=== Directions for this task ===
Reproduce the data below, replacing every occurrence of "Quick Start" with "Getting Started" and leaving all other text unchanged.

=== Record extracts ===
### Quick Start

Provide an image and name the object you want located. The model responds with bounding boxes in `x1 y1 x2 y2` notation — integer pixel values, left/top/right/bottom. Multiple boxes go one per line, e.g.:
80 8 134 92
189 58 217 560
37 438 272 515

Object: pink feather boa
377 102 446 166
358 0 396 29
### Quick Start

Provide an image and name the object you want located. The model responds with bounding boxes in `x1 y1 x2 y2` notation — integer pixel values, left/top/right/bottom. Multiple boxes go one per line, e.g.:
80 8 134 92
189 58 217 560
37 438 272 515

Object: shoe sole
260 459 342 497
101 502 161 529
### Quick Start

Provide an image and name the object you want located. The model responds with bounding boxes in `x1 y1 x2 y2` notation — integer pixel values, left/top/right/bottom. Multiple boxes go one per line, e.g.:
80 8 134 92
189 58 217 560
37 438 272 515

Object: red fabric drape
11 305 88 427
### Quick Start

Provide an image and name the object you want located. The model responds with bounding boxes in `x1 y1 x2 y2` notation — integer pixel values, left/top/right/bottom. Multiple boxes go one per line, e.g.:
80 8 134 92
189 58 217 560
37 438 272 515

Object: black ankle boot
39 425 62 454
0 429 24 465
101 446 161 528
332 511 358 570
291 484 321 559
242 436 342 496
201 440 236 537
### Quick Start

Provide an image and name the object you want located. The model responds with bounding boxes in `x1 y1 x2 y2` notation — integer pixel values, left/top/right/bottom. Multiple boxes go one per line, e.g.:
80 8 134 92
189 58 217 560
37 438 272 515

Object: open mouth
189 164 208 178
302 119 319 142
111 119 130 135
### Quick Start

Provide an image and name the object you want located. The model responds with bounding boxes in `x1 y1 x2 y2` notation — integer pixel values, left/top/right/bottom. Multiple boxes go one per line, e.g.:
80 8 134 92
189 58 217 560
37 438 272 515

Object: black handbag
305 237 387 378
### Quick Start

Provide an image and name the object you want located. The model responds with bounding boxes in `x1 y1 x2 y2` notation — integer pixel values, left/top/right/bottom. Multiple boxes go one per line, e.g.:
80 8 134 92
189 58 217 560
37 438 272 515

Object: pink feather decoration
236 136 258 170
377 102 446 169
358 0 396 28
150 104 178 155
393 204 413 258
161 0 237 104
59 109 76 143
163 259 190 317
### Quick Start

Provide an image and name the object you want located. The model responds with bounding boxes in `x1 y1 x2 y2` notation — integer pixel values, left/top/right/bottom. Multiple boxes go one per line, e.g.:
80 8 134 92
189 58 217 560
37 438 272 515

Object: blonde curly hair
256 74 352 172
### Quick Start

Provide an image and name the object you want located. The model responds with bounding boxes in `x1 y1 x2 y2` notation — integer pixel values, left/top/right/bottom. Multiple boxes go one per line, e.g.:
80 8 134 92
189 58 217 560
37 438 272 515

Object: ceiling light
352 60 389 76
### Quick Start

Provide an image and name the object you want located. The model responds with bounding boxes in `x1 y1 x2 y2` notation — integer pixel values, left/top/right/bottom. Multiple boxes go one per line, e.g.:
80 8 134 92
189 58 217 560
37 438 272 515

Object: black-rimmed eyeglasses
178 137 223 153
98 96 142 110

=== Task output ===
### Getting Started

Provide an image and name the object you want located. The model responds with bounding boxes in `x1 y1 x2 y2` notation — integer pixel values, left/top/right/bottom. Multiple boxes go one per line, e.g.:
80 8 134 92
189 58 217 560
37 438 272 515

Object: pink feather boa
377 102 446 166
358 0 396 29
### Getting Started

Provide an image and name the object you want located. The model responds with bounding boxes in `x1 y1 x2 y2` notation — integer pixel values, left/top/right/bottom. Multiple boxes go one per line, e.g.:
80 8 134 92
189 58 217 560
37 438 272 515

Object: shoe sole
260 459 342 497
101 502 161 529
### Getting Started

Provide an image and name the object you want located. The model responds with bounding boxes in `x1 y1 x2 y2` notation — integer pixel values, left/top/right/bottom. Multiple boxes go one per line, e.g.:
80 8 134 92
189 58 217 560
37 438 272 515

Object: red fabric drape
11 305 88 427
### Getting Started

Provide an image and name the object you want located. The model responds with bounding boxes in `x1 y1 x2 y2` notation — integer pixel values, left/top/right/bottom. Multiple boxes go one per line, e.g.:
80 8 134 92
189 58 217 560
37 438 272 515

Object: black ankle boot
39 425 62 454
0 429 24 465
101 446 161 528
332 511 358 570
291 484 321 559
242 436 342 496
201 440 236 537
### Getting Started

Provide an image and name the object you want located. The model responds with bounding boxes in `x1 y1 x2 y2` notation — integer pixel values, left/top/right/bottom. Multiple boxes go one per line, e.g.:
80 8 134 92
189 58 217 560
37 438 272 515

Object: open mouth
189 164 208 178
302 119 319 142
111 119 130 135
### Getting Started

Provide an image and name the object you want located. The model responds with bounding boxes in `x1 y1 x2 y2` notation — integer pixel values, left/top/right/bottom. Multiple boxes go one per line, e.g.:
80 8 134 92
189 58 217 560
37 438 272 515

Object: black handbag
305 237 387 378
### Getting Started

Provide an image and name the object you want located. The model responds with bounding boxes in `x1 y1 x2 y2` notation — integer pixel values, left/top/right/bottom. Multiple boxes go one per line, e.g.:
80 8 134 92
189 58 217 560
37 438 272 515

Object: pink feather decoration
236 136 258 170
377 102 446 169
358 0 396 28
150 104 178 155
393 204 413 258
161 0 237 104
59 109 76 143
163 259 190 317
### Getting Started

Provide an image and name the object you want located. The model responds with bounding boxes in `x1 y1 x2 y2` notation — integer pixel values, left/top/right/bottom. Multiple boxes go one per line, e.g.:
80 8 134 92
189 58 217 560
37 438 272 515

Object: blonde curly hair
256 74 352 172
### Getting Started

Provide an image and name the object you want located. The model responds with bounding boxes in `x1 y1 x2 y2` notation — integer pixel values, left/top/right/bottom. Multiple boxes go one per line, e.g.:
80 8 134 92
189 58 217 560
37 438 272 515

Object: ceiling light
352 60 389 76
### Getting Started

Provide an image and name the object you want located. The model responds with bounding boxes in `x1 y1 x2 y2` notation — integer pixel values, left/top/right/bottom. Multiple boxes go one per line, e.g.:
80 8 134 92
189 58 217 560
37 438 272 515

Object: black-rimmed eyeglasses
178 137 223 153
98 96 142 110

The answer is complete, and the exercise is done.